Trump calls Pope Leo ‘terrible’ in unusual direct attack on church leader

Sign up now: Get ST's newsletters delivered to your inbox

Pope Leo XIV has said President Trump’s threat to wipe out the Iranian civilisation was “unacceptable”.

Pope Leo XIV has said President Trump’s threat to wipe out the Iranian civilisation was “unacceptable”.

PHOTO: REUTERS

Google Preferred Source badge

Follow our live coverage here.

US President Donald Trump forcefully criticised Pope Leo late on April 12 in an unusual direct attack on the leader of the 1.4 billion-member Catholic Church that drew immediate rebuke from believers.

The President, in an apparent response to the Pope’s growing criticisms of the US-Israeli war on Iran and the Trump administration’s hardline immigration policies, said Pope Leo was “terrible”.

“Pope Leo is weak on crime and terrible for foreign policy,” Mr Trump wrote in a post on Truth Social.

Catholics on social media quickly lambasted Mr Trump for attacking the leader of their Church, whom they believe is the successor of Peter, one of Jesus’ 12 apostles.

“There is no ambiguity about the situation now,” Professor Massimo Faggioli, an expert on the papacy, told Reuters.

He compared the comments to efforts by the leaders of Germany and Italy during World War II to draw the late Pope Pius XII to support their causes.

“Not even Hitler or Mussolini attacked the pope so directly and publicly,” said Prof Faggioli.

Archbishop Paul S. Coakley, president of the US Conference of Catholic Bishops, said he was disheartened by Mr Trump’s comments.

“Pope Leo is not his rival; nor is the Pope a politician. He is the Vicar of Christ who speaks from the truth of the Gospel and for the care of souls,” he said in a statement.

‘Madness of war’

Pope Leo, originally from Chicago, is the first US pope.

Known for choosing his words carefully, he has ​emerged as an outspoken critic of the Iran war in recent weeks and decried the “madness of war” in a peace appeal on April 11.

In 2025, he also questioned whether the Trump administration’s hardline immigration policies were in line with the Church’s pro-life teachings.

“Someone who says I am against abortion but I am in agreement with the inhuman treatment of immigrants in the United States, I don’t know if that’s pro-life,” the pontiff said in September.

● Record set
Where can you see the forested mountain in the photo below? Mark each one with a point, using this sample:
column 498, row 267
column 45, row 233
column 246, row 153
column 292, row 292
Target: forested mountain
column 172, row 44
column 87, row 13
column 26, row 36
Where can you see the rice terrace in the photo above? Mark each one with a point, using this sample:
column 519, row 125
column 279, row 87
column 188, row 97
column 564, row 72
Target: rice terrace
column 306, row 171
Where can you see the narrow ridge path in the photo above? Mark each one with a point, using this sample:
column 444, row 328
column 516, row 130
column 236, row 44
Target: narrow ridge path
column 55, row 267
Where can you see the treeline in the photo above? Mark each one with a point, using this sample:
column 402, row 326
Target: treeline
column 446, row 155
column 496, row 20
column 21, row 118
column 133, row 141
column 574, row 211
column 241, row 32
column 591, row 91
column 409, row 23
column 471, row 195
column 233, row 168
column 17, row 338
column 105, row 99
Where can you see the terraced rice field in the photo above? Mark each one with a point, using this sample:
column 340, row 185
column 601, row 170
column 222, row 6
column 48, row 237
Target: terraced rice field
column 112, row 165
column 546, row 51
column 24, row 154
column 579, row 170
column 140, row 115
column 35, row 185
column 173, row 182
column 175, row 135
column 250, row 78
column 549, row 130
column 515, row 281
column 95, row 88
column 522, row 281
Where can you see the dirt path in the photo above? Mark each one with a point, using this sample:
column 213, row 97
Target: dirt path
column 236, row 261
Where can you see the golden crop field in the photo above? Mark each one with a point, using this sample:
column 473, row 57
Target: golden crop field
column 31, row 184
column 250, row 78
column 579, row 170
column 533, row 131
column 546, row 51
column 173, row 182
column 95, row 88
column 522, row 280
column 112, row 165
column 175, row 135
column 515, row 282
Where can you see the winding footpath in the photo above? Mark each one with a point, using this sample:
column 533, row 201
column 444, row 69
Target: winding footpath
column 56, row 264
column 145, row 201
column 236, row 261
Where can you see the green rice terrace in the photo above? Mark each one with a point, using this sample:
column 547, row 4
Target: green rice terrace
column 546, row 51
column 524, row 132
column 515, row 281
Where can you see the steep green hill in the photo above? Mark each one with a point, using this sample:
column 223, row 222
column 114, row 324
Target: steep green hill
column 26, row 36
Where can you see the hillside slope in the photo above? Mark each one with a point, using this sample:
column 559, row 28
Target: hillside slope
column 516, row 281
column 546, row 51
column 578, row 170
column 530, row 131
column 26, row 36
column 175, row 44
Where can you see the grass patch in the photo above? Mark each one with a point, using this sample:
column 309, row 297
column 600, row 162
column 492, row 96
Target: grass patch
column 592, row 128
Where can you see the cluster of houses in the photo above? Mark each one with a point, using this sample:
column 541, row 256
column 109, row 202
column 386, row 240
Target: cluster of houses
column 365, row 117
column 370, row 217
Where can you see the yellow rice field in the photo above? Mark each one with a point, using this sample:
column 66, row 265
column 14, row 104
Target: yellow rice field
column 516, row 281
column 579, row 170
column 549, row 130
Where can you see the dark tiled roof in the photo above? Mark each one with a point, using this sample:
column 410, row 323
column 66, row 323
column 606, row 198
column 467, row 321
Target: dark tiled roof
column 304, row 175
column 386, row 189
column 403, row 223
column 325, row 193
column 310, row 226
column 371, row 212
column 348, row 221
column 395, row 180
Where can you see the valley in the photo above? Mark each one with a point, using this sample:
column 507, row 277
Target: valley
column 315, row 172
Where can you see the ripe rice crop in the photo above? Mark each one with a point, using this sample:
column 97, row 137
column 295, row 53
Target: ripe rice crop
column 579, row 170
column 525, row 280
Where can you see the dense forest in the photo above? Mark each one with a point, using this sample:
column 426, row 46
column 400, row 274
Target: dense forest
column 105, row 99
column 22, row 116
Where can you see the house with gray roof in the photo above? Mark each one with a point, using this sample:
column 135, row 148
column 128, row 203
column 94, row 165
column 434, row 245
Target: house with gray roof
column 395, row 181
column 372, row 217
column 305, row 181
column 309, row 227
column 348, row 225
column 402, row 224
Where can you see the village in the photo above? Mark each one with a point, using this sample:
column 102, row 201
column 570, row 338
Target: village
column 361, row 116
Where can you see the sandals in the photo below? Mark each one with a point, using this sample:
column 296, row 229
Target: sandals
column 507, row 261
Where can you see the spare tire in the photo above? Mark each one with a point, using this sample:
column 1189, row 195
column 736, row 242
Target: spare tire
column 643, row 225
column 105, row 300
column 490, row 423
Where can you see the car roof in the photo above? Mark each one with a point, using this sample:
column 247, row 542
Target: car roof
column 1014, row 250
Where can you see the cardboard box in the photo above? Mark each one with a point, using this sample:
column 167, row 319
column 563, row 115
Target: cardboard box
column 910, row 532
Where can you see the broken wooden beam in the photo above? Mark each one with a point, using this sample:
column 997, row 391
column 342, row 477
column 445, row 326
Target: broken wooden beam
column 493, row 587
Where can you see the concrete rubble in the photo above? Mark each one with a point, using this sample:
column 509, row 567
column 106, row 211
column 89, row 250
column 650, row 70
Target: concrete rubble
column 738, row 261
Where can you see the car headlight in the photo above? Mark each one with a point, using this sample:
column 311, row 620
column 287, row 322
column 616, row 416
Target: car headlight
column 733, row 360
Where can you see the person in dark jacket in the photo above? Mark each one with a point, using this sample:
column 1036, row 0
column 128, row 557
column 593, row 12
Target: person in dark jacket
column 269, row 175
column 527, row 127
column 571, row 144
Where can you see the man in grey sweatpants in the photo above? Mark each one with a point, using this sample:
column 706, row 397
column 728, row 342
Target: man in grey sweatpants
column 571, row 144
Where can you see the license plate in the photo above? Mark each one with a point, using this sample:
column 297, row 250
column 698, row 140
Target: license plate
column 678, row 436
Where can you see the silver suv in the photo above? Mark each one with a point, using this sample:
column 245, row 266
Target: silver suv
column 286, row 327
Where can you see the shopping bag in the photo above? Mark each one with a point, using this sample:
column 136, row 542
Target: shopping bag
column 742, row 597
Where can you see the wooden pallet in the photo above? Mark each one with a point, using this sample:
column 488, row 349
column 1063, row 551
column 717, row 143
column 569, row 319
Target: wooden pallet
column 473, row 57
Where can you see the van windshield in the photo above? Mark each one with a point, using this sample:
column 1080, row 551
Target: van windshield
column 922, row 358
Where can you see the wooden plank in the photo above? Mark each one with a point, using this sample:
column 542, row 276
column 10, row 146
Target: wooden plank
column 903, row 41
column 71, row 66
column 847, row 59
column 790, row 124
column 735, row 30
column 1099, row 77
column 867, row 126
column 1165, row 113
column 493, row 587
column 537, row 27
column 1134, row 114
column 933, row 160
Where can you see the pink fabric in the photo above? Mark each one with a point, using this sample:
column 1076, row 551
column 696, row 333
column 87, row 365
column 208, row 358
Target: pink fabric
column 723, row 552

● Exercise instructions
Please write the next few paragraphs of the news article on Trump's attack on Pope Leo, starting after the Pope's September remark about immigrants and being pro-life.

● Answer to the exercise
Mr Trump wrote in his post on April 12 that “Leo should get his act together as Pope”, later telling reporters he was “not a big fan” of the pontiff.

He also accused Pope Leo of being “weak on nuclear weapons”, several days after the Pope said the US President’s threat to destroy Iranian civilisation was “truly unacceptable.”

In a speech on Palm Sunday in March at St Peter’s Square inside the Vatican, Pope Leo said God rejects the prayers of leaders who start wars and have their “hands full of blood”, calling the conflict in Iran “atrocious”.

Pope Leo has also called on Mr Trump to find an “off-ramp” to end the conflict and “decrease the amount of violence”.

In his post, Mr Trump suggested that Pope Leo was elected to lead the Catholic Church in 2025 only “because he was an American, and they thought that would be the best way to deal with President Donald J. Trump”.

The Vatican did not immediately respond to a request for comment.

The Pope is due to leave on April 13 for an ambitious 10-day tour of four countries in Africa.

Pope Leo has called for “deep reflection” about the way migrants are being treated in the US.

His call for a more compassionate approach to immigration – a sentiment expressed by several of his predecessors – stands in contrast to the stance of Mr Trump, who has argued that the US must curtail immigration from developing countries to reduce crime.

“He’s a very liberal person, and he’s a man who doesn’t believe in stopping crime,” Mr Trump told reporters.

Mr Trump also had a rocky relationship with Pope Leo’s predecessor, Pope Francis, who criticised Mr Trump’s immigration policy proposals when he first ran for president and suggested he was “not a Christian”.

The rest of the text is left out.